__TASK PROMPT__:
Go through the data and tally the lines that include "distant". The reply is that number alone.

__Saved data entries__:
^^^^^^^^
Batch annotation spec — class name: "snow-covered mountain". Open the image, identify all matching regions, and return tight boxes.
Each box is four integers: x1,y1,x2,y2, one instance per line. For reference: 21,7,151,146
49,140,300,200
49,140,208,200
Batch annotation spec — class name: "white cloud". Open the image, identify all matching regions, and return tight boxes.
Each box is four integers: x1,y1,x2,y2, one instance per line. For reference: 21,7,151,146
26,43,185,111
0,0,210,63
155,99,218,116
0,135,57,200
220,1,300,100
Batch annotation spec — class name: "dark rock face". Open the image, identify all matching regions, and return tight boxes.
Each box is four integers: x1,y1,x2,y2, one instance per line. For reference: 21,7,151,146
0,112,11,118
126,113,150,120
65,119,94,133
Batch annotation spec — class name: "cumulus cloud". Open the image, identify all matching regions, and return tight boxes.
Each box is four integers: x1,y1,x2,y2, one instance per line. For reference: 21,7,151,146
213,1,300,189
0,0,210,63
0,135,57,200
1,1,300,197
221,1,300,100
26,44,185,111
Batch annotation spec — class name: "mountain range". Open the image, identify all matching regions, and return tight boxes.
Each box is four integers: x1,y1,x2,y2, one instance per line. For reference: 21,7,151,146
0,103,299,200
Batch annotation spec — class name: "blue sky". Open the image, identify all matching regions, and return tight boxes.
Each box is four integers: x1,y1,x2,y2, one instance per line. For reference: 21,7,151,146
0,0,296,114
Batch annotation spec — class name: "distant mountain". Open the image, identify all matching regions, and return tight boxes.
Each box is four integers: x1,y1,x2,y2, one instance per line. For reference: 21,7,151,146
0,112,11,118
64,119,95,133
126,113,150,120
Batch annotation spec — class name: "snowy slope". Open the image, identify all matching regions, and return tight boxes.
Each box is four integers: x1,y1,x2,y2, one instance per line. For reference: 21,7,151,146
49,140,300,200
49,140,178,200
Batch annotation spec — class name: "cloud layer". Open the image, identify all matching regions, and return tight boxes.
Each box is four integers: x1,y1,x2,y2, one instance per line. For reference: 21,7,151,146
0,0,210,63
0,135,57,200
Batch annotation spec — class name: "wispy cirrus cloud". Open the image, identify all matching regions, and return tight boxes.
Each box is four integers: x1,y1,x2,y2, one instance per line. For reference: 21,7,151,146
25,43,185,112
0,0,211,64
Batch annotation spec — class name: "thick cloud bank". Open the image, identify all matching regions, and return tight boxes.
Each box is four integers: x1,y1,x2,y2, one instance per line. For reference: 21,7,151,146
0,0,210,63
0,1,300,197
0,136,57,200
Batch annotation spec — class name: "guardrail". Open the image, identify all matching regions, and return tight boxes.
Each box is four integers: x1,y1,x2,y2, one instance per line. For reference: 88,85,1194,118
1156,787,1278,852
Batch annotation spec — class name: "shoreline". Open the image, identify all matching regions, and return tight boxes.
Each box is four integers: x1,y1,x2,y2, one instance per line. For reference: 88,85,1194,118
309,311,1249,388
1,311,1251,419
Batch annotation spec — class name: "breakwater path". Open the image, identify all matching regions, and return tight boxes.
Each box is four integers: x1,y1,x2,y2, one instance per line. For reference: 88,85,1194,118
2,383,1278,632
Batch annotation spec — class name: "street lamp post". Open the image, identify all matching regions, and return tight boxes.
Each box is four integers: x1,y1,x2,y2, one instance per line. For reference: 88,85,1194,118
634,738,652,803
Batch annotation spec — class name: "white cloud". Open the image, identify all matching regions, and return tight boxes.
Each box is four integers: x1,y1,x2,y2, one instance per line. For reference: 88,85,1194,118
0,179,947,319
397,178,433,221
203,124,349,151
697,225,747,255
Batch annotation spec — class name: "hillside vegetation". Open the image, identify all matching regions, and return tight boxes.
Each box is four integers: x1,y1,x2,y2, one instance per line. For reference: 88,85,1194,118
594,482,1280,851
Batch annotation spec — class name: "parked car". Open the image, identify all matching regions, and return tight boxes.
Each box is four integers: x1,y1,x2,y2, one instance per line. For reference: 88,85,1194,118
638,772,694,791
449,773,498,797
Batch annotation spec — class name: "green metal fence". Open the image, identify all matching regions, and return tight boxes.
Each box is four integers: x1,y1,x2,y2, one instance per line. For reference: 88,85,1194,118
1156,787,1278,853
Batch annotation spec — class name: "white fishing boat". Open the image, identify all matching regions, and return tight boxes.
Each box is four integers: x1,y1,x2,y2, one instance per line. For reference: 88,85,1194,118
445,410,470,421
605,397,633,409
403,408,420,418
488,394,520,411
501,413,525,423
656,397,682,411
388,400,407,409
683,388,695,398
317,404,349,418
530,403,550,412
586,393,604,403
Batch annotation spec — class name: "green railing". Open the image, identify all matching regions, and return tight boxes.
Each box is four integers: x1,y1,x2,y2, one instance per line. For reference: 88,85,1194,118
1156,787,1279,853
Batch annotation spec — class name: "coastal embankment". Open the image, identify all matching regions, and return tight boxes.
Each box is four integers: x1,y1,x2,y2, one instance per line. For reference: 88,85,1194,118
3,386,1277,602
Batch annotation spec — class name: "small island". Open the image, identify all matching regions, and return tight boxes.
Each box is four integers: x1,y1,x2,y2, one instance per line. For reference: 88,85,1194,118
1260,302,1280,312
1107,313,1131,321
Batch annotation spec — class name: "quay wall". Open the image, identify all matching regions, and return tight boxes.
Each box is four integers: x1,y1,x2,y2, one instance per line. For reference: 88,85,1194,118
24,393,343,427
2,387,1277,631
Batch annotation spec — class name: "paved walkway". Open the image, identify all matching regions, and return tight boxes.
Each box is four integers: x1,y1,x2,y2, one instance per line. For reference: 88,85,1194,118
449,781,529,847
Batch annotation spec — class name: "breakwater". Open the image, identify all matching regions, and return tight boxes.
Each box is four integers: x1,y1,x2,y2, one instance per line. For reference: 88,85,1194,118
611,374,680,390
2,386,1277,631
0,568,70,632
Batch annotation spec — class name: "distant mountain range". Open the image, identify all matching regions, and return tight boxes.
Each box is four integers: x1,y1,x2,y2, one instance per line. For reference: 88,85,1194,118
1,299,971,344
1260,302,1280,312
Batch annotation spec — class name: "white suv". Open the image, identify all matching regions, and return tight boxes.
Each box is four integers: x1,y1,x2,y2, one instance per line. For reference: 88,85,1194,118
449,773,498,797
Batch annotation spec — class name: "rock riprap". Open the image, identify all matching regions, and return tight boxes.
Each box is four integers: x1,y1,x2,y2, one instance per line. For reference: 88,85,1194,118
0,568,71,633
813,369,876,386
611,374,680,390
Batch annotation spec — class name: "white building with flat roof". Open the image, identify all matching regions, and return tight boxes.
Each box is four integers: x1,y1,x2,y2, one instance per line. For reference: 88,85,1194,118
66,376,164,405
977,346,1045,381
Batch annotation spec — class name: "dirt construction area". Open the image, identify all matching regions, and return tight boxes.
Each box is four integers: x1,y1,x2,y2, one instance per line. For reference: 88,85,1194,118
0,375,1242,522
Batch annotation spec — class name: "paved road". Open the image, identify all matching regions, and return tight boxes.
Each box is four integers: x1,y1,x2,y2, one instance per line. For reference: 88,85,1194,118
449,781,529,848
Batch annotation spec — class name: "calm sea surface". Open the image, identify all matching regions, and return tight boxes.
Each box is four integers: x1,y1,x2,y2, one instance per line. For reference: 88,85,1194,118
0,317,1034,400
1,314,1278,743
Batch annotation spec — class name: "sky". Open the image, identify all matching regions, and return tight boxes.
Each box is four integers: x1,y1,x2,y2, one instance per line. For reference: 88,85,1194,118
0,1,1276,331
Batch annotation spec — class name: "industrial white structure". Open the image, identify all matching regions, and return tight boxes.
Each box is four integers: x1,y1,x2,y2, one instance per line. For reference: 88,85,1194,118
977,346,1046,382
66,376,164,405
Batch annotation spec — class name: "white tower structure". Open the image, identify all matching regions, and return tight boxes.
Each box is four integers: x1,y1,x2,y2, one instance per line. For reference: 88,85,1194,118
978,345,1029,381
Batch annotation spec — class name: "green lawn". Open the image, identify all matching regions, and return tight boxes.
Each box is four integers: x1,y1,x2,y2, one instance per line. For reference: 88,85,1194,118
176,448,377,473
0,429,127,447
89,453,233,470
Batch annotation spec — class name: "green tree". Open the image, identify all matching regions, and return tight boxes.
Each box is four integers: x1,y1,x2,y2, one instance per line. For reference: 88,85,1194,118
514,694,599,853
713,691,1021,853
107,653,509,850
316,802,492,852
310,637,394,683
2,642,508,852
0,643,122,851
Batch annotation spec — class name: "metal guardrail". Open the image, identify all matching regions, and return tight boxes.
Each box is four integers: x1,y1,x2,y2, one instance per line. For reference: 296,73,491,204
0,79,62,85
^^^^^^^^
__TASK OUTPUT__:
2